● PASSAGE SHOWN:
_ _ _
EP 2 169 335 A2 discloses a refrigerator with a pair of doors opening and closing a cooling chamber, with a filler unit rotatably connected to at least one of the doors to seal a separation space between the pair of doors. The refrigerator further comprises a guide member on a refrigerator's main body to guide rotation of the filler unit which prevents breakage of the filler unit due to collision with the guide member.
Further, WO 2011/037410 A2 discloses a refrigerator with a pair of doors coupled to a refrigerator's cabinet and with a cooling air leakage preventing member rotatably mounted to one of the doors, having a guide protrusion which corresponds to a guide installed at the cabinet. The guide comprises a guide groove to engage with the guide protrusion so as to rotate the cooling air leakage preventing member during opening or closing said doors.

Content of the Invention

It is an object of the present invention to overcome at least one of the above-mentioned technical problems and thus provide a refrigeration appliance having a prolonged useful life and improved usage convenience.
Thus, the present invention relates to a refrigeration appliance, comprising: a body, a front end of which has an opening; a first door and a second door each comprising a first edge and a second edge opposite to said first edge, the first edges of the first door and the second door being fixed to opposite sides of said opening respectively; a bar fixed to the second edge of said first door and being able to be pivoted between a retraction position and an extension position, the bar being in the extension position when the first door is closed, wherein said bar can pass through the closed second door when the bar is in said retraction position; and a guiding mechanism for guiding said bar to rotate, said guiding mechanism comprising a first guiding member disposed on said bar and a second guiding member disposed on an edge of said opening, wherein one of said first guiding member and said second guiding member comprises a guiding projection, the other of said first guiding member and said second guiding member comprises a guiding groove, and said guiding projection can be moved within said guiding groove to cause said bar to rotate, wherein said guiding mechanism is configured such that said guiding projection can enter said guiding groove to close said first door when said bar is in said extension position, characterised in that a sleeve is provided at an inside of the guiding projection and the sleeve surrounds a pin located within the bar.
_ _ _
● DATA:
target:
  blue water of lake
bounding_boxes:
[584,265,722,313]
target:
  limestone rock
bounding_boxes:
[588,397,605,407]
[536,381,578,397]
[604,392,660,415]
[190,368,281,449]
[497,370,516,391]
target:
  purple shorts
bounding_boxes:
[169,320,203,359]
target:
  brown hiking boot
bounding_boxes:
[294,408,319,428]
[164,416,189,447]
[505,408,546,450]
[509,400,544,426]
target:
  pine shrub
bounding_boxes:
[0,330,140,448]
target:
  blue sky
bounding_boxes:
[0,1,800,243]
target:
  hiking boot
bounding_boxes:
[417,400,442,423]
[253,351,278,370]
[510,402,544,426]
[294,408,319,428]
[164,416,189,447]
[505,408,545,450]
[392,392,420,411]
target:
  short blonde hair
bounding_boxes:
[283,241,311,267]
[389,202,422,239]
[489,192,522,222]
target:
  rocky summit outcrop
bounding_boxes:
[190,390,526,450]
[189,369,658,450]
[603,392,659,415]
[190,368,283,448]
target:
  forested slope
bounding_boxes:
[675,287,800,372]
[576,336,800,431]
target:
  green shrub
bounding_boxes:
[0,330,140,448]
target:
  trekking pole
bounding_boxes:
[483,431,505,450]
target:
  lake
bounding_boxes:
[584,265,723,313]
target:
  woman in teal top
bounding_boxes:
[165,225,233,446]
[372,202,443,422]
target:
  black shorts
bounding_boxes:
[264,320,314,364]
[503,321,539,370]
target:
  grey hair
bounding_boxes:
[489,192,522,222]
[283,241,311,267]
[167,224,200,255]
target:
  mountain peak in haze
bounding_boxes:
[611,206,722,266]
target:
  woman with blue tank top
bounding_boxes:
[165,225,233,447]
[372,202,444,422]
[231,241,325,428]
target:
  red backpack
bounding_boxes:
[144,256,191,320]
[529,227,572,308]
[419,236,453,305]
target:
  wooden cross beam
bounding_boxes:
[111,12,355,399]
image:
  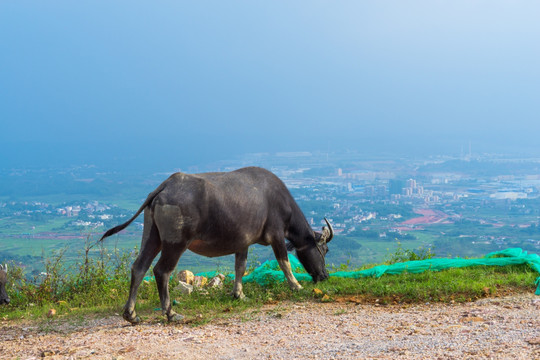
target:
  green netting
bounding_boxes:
[198,248,540,295]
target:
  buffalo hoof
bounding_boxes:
[167,314,184,322]
[122,312,141,325]
[233,292,248,301]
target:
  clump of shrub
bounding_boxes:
[0,237,146,311]
[384,242,435,265]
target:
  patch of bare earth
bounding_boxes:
_ _ _
● TO BE DONE:
1: In the refrigeration appliance passage, what does the sleeve provided at the inside of the guiding projection surround?
2: Reproduce the listing verbatim, starting at its first line and ending at the line containing "[190,368,283,448]", with both of those lines included.

● SOLUTIONS TO THE EXERCISE:
1: A pin located within the bar.

2:
target:
  blue water of lake
bounding_boxes:
[584,265,722,313]
target:
  limestone rock
bounding_boxes:
[588,397,605,407]
[536,381,578,397]
[604,392,660,415]
[190,368,281,449]
[497,370,516,391]
target:
  purple shorts
bounding_boxes:
[169,320,203,359]
target:
  brown hiking boot
bounding_boxes:
[294,408,319,428]
[164,416,189,447]
[505,408,546,450]
[509,400,544,426]
target:
  pine shrub
bounding_boxes:
[0,330,140,448]
target:
  blue sky
bounding_boxes:
[0,1,800,243]
target:
  hiking boot
bounding_boxes:
[417,400,442,423]
[253,351,278,370]
[510,402,544,426]
[294,408,319,428]
[164,416,189,447]
[505,408,545,450]
[392,392,420,411]
target:
  short blonde hair
bounding_boxes:
[283,241,311,267]
[389,202,422,239]
[489,192,522,222]
target:
  rocky summit outcrop
bounding_boxes:
[190,390,526,450]
[189,369,658,450]
[603,392,659,415]
[190,368,283,448]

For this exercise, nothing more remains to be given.